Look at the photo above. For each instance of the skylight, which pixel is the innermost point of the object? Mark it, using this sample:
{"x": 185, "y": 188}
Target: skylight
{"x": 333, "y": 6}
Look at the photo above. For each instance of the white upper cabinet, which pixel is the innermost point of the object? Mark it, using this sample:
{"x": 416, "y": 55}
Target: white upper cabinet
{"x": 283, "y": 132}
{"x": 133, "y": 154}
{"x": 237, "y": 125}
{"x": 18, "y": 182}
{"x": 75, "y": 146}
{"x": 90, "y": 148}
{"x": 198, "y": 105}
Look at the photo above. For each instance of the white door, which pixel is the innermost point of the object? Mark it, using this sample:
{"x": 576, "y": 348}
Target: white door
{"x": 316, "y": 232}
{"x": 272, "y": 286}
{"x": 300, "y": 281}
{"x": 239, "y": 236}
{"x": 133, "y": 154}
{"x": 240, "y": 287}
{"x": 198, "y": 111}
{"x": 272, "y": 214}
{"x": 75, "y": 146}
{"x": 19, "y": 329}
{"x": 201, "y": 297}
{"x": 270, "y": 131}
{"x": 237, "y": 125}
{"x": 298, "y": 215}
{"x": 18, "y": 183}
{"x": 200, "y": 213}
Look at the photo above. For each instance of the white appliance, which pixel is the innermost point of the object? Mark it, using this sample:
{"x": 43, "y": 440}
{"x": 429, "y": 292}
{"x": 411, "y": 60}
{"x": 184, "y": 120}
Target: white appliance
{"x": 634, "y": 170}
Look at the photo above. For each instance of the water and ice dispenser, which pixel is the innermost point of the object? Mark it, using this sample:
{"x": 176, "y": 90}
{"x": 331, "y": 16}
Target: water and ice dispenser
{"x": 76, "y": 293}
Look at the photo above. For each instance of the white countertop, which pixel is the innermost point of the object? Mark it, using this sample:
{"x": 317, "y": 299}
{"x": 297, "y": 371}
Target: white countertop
• • • • • • •
• Aim of the exercise: Return all of the entries above again, reproducing each line without any change.

• Result:
Look at the photo above. For each instance of the skylight, which pixel is the innermost point of the object? Mark it, using this sample:
{"x": 185, "y": 188}
Target: skylight
{"x": 333, "y": 6}
Look at the photo above. For each instance of the white upper cabinet, which pixel is the innermost point of the object? Mark it, using this sample:
{"x": 416, "y": 55}
Target: white upper cabinet
{"x": 283, "y": 132}
{"x": 133, "y": 154}
{"x": 237, "y": 125}
{"x": 18, "y": 182}
{"x": 75, "y": 146}
{"x": 90, "y": 148}
{"x": 198, "y": 105}
Look at the photo above. For each instance of the white door, which pixel is the innermost point of the object? Mark it, using this sample:
{"x": 576, "y": 348}
Target: white door
{"x": 316, "y": 232}
{"x": 272, "y": 286}
{"x": 300, "y": 281}
{"x": 239, "y": 236}
{"x": 133, "y": 154}
{"x": 240, "y": 287}
{"x": 198, "y": 111}
{"x": 272, "y": 214}
{"x": 75, "y": 146}
{"x": 19, "y": 329}
{"x": 201, "y": 297}
{"x": 270, "y": 131}
{"x": 237, "y": 125}
{"x": 298, "y": 215}
{"x": 18, "y": 183}
{"x": 200, "y": 213}
Look at the photo above. For each instance of the white appliance, which pixel is the innermost point of the object? Mark it, using this sample:
{"x": 43, "y": 440}
{"x": 429, "y": 292}
{"x": 411, "y": 60}
{"x": 184, "y": 120}
Target: white appliance
{"x": 634, "y": 170}
Look at the photo above. For each instance of the water and ice dispenser, which pixel is the innermost point of the object? Mark it, using this sample:
{"x": 176, "y": 90}
{"x": 331, "y": 16}
Target: water and ice dispenser
{"x": 76, "y": 293}
Look at the photo above. For each instance of the white countertop, which pixel is the innermost point of the object? Mark it, using this sample:
{"x": 317, "y": 299}
{"x": 297, "y": 371}
Target: white countertop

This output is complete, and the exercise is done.